→ **SHORT PROBLEM**: Pick up the passage on when offers and acceptances take effect under the Indian Contract Act and the IT Act, and continue it after its final sentence.

→ **EXCERPT PROVIDED**:
When is the offer made?

 

ICA            Under the Indian Contract an offer is made “when it comes to the knowledge of the person to whom it is made”.

 

ITA Under the IT Act, an offer made using electronic means is made when (a) the electronic record enters the addressee’s information system (if he has a designated computer resource) or (b) if not sent to a designated information system (if he has a designated computer resource) then when the addressee receives it or (c) if the addressee has not designated a computer resource then when the record enters the recipient’s computer resource.

 

When is acceptance complete

The Post Box Rule

ICA            Under Indian Contract, an acceptance is complete (as against the proposer) when it is put in a course of transmission to him so as to be out of the power of the acceptor. It is complete (as against the acceptor) when it comes to the knowledge of the proposer.

 

Operation of the Rule:

 

1)        a postal acceptance prevails over a withdrawal of an offer which was posted before the acceptance but which had not reached the offeree when the acceptance was posted;

 

2)        a postal acceptance take effect even though it never reaches the offeror because it is lost through an accident in the post , and

 

3)        the same rule applies where an acceptance is merely delayed through an accident in the post.

 

 

To bring about a concluded contract the acceptance must be communicated in some perceptible form which may be by speech, writing or other acts both offer and acceptance must be unqualified and unconditional. The case of an acceptance being “put in a course of transmission to” the proposer, but failing to reach him, is not expressly dealt with. Where the agreement is to consist in mutual promises, a binding contract appears to be formed by a letter of acceptance despatched in the usual way, even if it does not arrive at all, unless the proposal was expressly made conditional on the actual receipt of an acceptance within a prescribed time, or in due course. When the proposal and acceptance are made by letters, the contract is made at the time when and the place where the letter of acceptance is posted.

 

        A letter of acceptance misdirected by the acceptor’s fault cannot be deemed to have been effectually put in a course of transmission to the proposer, this case was properly distinguished by the Allahabad High Court from that of an insufficient address furnished by the proposer himself.  There the proposer’s own want of care obviously cannot extenuate, but will if possible aggravate, the risk imposed on him but the general rule of law.

→ **STORED DATA**:
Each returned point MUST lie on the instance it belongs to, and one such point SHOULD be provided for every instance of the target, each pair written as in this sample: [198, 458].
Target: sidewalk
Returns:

→ **RESULT OF THE TASK**:
 

Exception to the post box rule

ICA                        Exclusion of Postal Rule. -  Postal rule can be excluded by the terms of the offer, and whether it is excluded or not the question is one of construction.  If it is expressly agreed that the acceptance to be binding must not only be in writing but had to reach the offeror the mere posting not being enough, there will be no contract till the condition is fulfilled.

 

In Entores, Ltd. v. Miles Far East Corporation[5], it was held that the post box rule does not apply to acceptances made by some instantaneous mode of communication. In Entores case it was held in the case of oral communication or by telex or telephone an acceptance is communicated when it is actually received by the offeror. The rule is sound and practical because the oral acceptance may be drowned by the noise of a flying aircraft, or the telephone goes dead or feeble and indistinct that it is not heard. There is consequently no contract. In that case  the offer was made in Amsterdam and notification of the acceptance was received in London, the contract resulting thereupon was held to be made in London. The rule in Entores case has been accepted in India in a majority judgement of the Supreme Court[6].

 

The draftsman of Contract Act did not envisage use of the telephone as a means of personal conversation between parties separated in space and could not have intended to make any rule in that behalf. A fortiori it will apply to modern telecommunication means still less. In a contract concluded on the telephone or by telex, the parties will be taken to be in the presence of each other and the place of acceptance will be the place where the acceptance is received or where the offeror was[7]. The rule of instantaneous communications between the parties is different from the rule about the post.  In the case of communications by post an acceptance is complete as soon as it is put in the post box and that is the place where the contract is made.  In the case of instantaneous communications, the contract is only complete when the acceptance is received by the offeror and the contract is made when the acceptance is received.

 

Telex - time of receipt of message. >-  A message sent by telex is taken to have been received by the addressee when the message is received by the telex machine and not when the addressee’s attention is drawn to it. He cannot rely on his own or his servants failure to take cognizance of the message in the normal business-like manner.

 

Telegrams. -  The rule in regard to telegrams is the same as in the case of letters by post, i.e. the acceptance is complete when the letter is put in the post or the telegram is handed for dispatch to the telegraph office.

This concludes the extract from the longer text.